[Text block Boundary: Start]

String Quartet Nos 14 and 15; Quintet for clarinets and 3 basses or string trio
Hyperion CDA66626 – Review by David Fanning
A wiry fugue subject, and off we go – yet another deeply impressive quartet from Robert Simpson, giving the impression that he only has to reach Out and a vein of uniquely invigorating music is there for the tapping. In his insert-note Matthew Taylor suggests that this Fourteenth Quartet “perhaps provides an ideal introduction for those still unfamiliar with his music”. I would agree were it not for the austere slow movement – nine minutes of contemplative blankness is going to take some patient assimilation – and I did catch myself wishing that the finale, wonderfully gritty though it is, would once in a while throw off its contrapuntal obligations and sing or dance a little. But this remains a richly rewarding experience.
The Quintet is a re-scoring of a piece originally written for clarinet, bass clarinet and three double basses. Now with the string parts laid out for conventional string trio the work is characteristically fibrous and, in the middle movement, furious. Quite why the clarinets are needed at all, however, remains a mystery to me – none of their colouristic resources is brought to bear, and I cannot see that the piece would come Out much different as a straight string quintet.
The Fifteenth Quartet (1991) once again has an intense concentration, like sunlight refracted through a magnifying glass until the object focused on catches fire. Like the other works recorded here it is delivered with verve and intensity by the Eirebased Vanbrugh Quartet and superbly recorded by Hyperion. Severo is the rather unnecessary marking for the middle movement of this work. Severity is of course a Simpson speciality; and if you have already discovered the invigoration to which that severity leads, you will not want to miss this disc. All the same, I would not make it my starting-point. For that, I would still recommend the Seventh and Eighth Quartets (Hyperion, 2/90).

[Text block Boundary: End]

Copy the part of the review from "The Quintet is" to "straight string quintet.", including both ends, word for word. The entries have nothing to do with this.

[Material shown Boundary: Start]

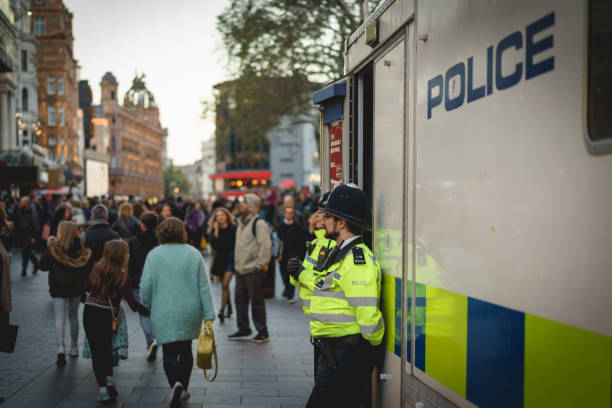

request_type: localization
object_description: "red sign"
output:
[327,122,342,189]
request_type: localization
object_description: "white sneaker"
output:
[147,340,158,361]
[168,382,183,408]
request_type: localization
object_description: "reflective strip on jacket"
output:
[308,242,385,346]
[289,229,336,316]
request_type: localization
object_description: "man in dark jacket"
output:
[128,211,159,361]
[276,207,306,303]
[81,204,119,273]
[15,197,40,276]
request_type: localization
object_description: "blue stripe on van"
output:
[466,298,525,408]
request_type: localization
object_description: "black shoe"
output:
[55,353,66,367]
[170,383,183,408]
[251,332,270,343]
[227,330,253,340]
[147,340,159,361]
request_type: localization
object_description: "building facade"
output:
[0,1,27,160]
[100,72,164,198]
[15,2,41,147]
[267,115,321,187]
[31,0,83,172]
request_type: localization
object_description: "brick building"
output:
[30,0,83,176]
[98,72,164,198]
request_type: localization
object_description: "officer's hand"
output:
[287,258,302,280]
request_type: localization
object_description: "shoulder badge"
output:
[353,246,366,265]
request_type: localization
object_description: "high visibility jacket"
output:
[308,237,385,346]
[289,229,336,316]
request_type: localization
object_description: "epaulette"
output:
[353,246,366,265]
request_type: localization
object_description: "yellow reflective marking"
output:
[524,314,612,408]
[425,286,467,398]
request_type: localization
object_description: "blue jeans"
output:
[132,288,155,344]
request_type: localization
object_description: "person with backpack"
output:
[127,211,159,361]
[228,194,272,343]
[276,207,306,303]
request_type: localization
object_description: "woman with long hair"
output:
[83,239,149,402]
[111,202,140,240]
[38,221,91,366]
[207,207,236,323]
[185,201,206,249]
[140,217,215,408]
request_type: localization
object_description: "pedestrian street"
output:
[0,253,313,408]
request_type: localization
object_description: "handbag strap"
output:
[108,296,115,319]
[204,320,219,382]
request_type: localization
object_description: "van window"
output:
[587,0,612,147]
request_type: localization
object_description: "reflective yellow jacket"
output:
[308,237,385,346]
[289,229,336,316]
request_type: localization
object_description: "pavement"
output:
[0,253,314,408]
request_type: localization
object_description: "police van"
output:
[313,0,612,408]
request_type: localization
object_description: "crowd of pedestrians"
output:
[0,190,318,407]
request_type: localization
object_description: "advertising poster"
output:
[327,121,342,190]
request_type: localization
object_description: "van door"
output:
[372,39,406,407]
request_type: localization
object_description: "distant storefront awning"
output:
[210,170,272,180]
[312,79,346,125]
[219,190,246,198]
[0,48,14,72]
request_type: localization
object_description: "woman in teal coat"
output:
[140,217,215,407]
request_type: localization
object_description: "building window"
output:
[21,50,28,71]
[47,106,55,126]
[34,18,45,35]
[21,88,28,112]
[587,0,612,153]
[47,75,55,95]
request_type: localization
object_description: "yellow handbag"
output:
[197,320,219,381]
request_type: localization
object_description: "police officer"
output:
[288,184,385,408]
[287,191,336,316]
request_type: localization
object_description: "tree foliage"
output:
[208,0,377,159]
[164,165,191,195]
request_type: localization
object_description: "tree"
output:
[164,165,191,195]
[213,0,378,149]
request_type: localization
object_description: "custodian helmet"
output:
[321,184,372,231]
[317,191,330,208]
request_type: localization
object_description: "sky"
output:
[64,0,229,165]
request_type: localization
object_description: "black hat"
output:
[317,191,329,208]
[321,184,372,231]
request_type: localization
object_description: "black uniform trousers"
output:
[306,335,378,408]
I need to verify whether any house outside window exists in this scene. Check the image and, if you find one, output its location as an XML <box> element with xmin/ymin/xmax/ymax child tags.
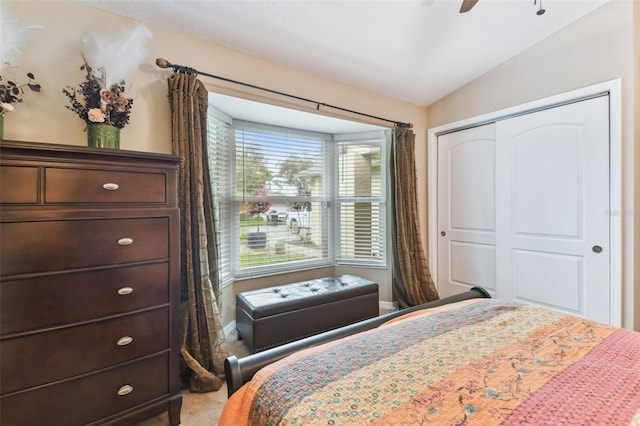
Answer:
<box><xmin>208</xmin><ymin>101</ymin><xmax>387</xmax><ymax>284</ymax></box>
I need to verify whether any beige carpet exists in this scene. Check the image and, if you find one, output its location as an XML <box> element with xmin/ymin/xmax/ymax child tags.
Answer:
<box><xmin>138</xmin><ymin>333</ymin><xmax>249</xmax><ymax>426</ymax></box>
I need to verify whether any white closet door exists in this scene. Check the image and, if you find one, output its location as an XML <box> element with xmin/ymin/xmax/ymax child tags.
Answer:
<box><xmin>496</xmin><ymin>96</ymin><xmax>610</xmax><ymax>323</ymax></box>
<box><xmin>437</xmin><ymin>124</ymin><xmax>496</xmax><ymax>297</ymax></box>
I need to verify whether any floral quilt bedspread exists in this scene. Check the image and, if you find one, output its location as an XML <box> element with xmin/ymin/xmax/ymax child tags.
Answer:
<box><xmin>219</xmin><ymin>299</ymin><xmax>640</xmax><ymax>426</ymax></box>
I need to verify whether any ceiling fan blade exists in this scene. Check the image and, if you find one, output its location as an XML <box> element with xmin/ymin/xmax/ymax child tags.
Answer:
<box><xmin>460</xmin><ymin>0</ymin><xmax>478</xmax><ymax>13</ymax></box>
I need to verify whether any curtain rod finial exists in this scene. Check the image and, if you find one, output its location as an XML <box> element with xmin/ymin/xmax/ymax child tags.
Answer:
<box><xmin>156</xmin><ymin>58</ymin><xmax>172</xmax><ymax>68</ymax></box>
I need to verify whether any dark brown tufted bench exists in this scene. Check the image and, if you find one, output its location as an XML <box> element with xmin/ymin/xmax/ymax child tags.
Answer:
<box><xmin>236</xmin><ymin>275</ymin><xmax>379</xmax><ymax>352</ymax></box>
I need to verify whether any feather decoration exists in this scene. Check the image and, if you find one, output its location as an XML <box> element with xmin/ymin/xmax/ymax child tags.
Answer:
<box><xmin>82</xmin><ymin>25</ymin><xmax>151</xmax><ymax>89</ymax></box>
<box><xmin>0</xmin><ymin>10</ymin><xmax>42</xmax><ymax>72</ymax></box>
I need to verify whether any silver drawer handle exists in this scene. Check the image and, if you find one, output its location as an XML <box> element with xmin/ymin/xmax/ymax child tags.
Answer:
<box><xmin>102</xmin><ymin>183</ymin><xmax>120</xmax><ymax>191</ymax></box>
<box><xmin>118</xmin><ymin>287</ymin><xmax>133</xmax><ymax>296</ymax></box>
<box><xmin>118</xmin><ymin>237</ymin><xmax>133</xmax><ymax>246</ymax></box>
<box><xmin>118</xmin><ymin>385</ymin><xmax>133</xmax><ymax>396</ymax></box>
<box><xmin>118</xmin><ymin>336</ymin><xmax>133</xmax><ymax>346</ymax></box>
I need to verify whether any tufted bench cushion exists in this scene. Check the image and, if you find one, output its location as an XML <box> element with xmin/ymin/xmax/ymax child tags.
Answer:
<box><xmin>236</xmin><ymin>275</ymin><xmax>379</xmax><ymax>352</ymax></box>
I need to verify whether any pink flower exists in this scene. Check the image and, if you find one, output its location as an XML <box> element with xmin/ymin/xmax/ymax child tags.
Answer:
<box><xmin>0</xmin><ymin>102</ymin><xmax>15</xmax><ymax>111</ymax></box>
<box><xmin>87</xmin><ymin>108</ymin><xmax>105</xmax><ymax>123</ymax></box>
<box><xmin>114</xmin><ymin>96</ymin><xmax>129</xmax><ymax>112</ymax></box>
<box><xmin>100</xmin><ymin>89</ymin><xmax>116</xmax><ymax>105</ymax></box>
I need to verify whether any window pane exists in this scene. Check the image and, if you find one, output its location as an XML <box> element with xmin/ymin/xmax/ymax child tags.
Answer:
<box><xmin>239</xmin><ymin>202</ymin><xmax>327</xmax><ymax>270</ymax></box>
<box><xmin>338</xmin><ymin>143</ymin><xmax>382</xmax><ymax>197</ymax></box>
<box><xmin>234</xmin><ymin>126</ymin><xmax>329</xmax><ymax>276</ymax></box>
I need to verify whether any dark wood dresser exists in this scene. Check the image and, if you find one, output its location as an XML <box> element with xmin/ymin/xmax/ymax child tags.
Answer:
<box><xmin>0</xmin><ymin>141</ymin><xmax>182</xmax><ymax>426</ymax></box>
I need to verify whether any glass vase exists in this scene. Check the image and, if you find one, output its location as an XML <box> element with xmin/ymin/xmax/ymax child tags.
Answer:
<box><xmin>87</xmin><ymin>123</ymin><xmax>120</xmax><ymax>149</ymax></box>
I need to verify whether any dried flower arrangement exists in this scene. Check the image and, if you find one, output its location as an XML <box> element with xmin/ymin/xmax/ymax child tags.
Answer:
<box><xmin>0</xmin><ymin>72</ymin><xmax>42</xmax><ymax>116</ymax></box>
<box><xmin>62</xmin><ymin>25</ymin><xmax>151</xmax><ymax>129</ymax></box>
<box><xmin>62</xmin><ymin>57</ymin><xmax>133</xmax><ymax>129</ymax></box>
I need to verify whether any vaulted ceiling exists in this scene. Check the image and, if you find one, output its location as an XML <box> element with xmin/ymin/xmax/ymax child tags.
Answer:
<box><xmin>77</xmin><ymin>0</ymin><xmax>608</xmax><ymax>105</ymax></box>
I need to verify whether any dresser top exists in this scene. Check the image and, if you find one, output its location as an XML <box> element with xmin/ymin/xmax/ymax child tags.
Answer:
<box><xmin>0</xmin><ymin>140</ymin><xmax>184</xmax><ymax>163</ymax></box>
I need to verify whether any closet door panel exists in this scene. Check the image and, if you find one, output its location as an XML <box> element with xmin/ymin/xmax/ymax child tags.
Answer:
<box><xmin>496</xmin><ymin>96</ymin><xmax>610</xmax><ymax>323</ymax></box>
<box><xmin>437</xmin><ymin>124</ymin><xmax>496</xmax><ymax>297</ymax></box>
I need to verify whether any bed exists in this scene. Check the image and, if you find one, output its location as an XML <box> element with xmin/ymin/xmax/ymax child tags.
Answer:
<box><xmin>218</xmin><ymin>288</ymin><xmax>640</xmax><ymax>426</ymax></box>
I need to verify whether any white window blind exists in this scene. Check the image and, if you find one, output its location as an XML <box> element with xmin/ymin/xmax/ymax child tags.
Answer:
<box><xmin>208</xmin><ymin>100</ymin><xmax>387</xmax><ymax>283</ymax></box>
<box><xmin>207</xmin><ymin>105</ymin><xmax>234</xmax><ymax>285</ymax></box>
<box><xmin>336</xmin><ymin>132</ymin><xmax>386</xmax><ymax>266</ymax></box>
<box><xmin>234</xmin><ymin>122</ymin><xmax>331</xmax><ymax>277</ymax></box>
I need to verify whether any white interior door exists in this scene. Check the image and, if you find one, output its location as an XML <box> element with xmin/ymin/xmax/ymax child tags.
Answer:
<box><xmin>438</xmin><ymin>124</ymin><xmax>496</xmax><ymax>297</ymax></box>
<box><xmin>437</xmin><ymin>96</ymin><xmax>611</xmax><ymax>323</ymax></box>
<box><xmin>496</xmin><ymin>96</ymin><xmax>610</xmax><ymax>323</ymax></box>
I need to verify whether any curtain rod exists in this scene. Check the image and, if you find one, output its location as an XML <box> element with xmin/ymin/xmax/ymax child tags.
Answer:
<box><xmin>156</xmin><ymin>58</ymin><xmax>413</xmax><ymax>128</ymax></box>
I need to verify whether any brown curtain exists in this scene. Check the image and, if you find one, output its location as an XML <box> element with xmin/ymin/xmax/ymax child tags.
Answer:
<box><xmin>391</xmin><ymin>127</ymin><xmax>440</xmax><ymax>308</ymax></box>
<box><xmin>168</xmin><ymin>73</ymin><xmax>227</xmax><ymax>392</ymax></box>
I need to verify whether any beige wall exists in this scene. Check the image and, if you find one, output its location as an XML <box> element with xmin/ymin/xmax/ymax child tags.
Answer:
<box><xmin>3</xmin><ymin>0</ymin><xmax>427</xmax><ymax>324</ymax></box>
<box><xmin>427</xmin><ymin>0</ymin><xmax>640</xmax><ymax>330</ymax></box>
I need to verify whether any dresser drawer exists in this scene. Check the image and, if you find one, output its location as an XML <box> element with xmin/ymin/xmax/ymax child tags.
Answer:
<box><xmin>0</xmin><ymin>306</ymin><xmax>169</xmax><ymax>393</ymax></box>
<box><xmin>0</xmin><ymin>217</ymin><xmax>169</xmax><ymax>276</ymax></box>
<box><xmin>0</xmin><ymin>166</ymin><xmax>39</xmax><ymax>204</ymax></box>
<box><xmin>44</xmin><ymin>167</ymin><xmax>167</xmax><ymax>204</ymax></box>
<box><xmin>0</xmin><ymin>262</ymin><xmax>170</xmax><ymax>336</ymax></box>
<box><xmin>0</xmin><ymin>352</ymin><xmax>169</xmax><ymax>426</ymax></box>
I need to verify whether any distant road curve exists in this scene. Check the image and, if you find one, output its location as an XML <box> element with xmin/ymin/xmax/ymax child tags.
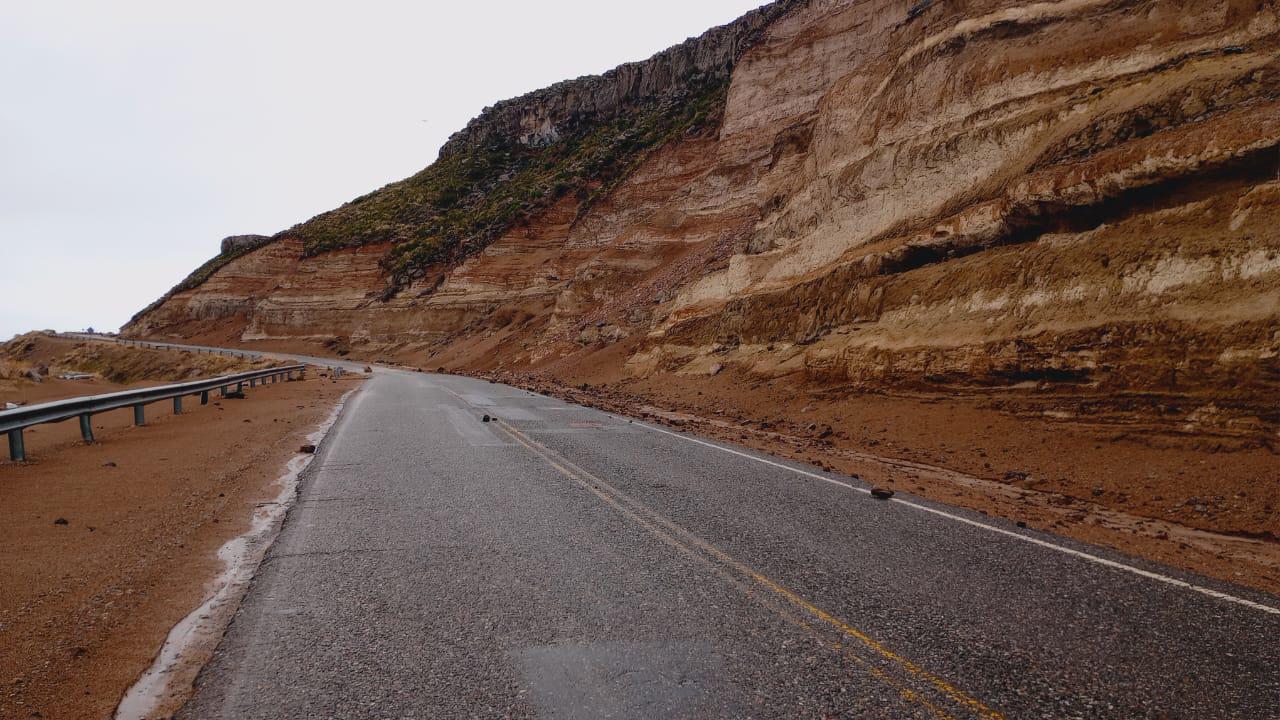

[Material shown Boundary: End]

- **Finished task**
The Quintet is a re-scoring of a piece originally written for clarinet, bass clarinet and three double basses. Now with the string parts laid out for conventional string trio the work is characteristically fibrous and, in the middle movement, furious. Quite why the clarinets are needed at all, however, remains a mystery to me – none of their colouristic resources is brought to bear, and I cannot see that the piece would come Out much different as a straight string quintet.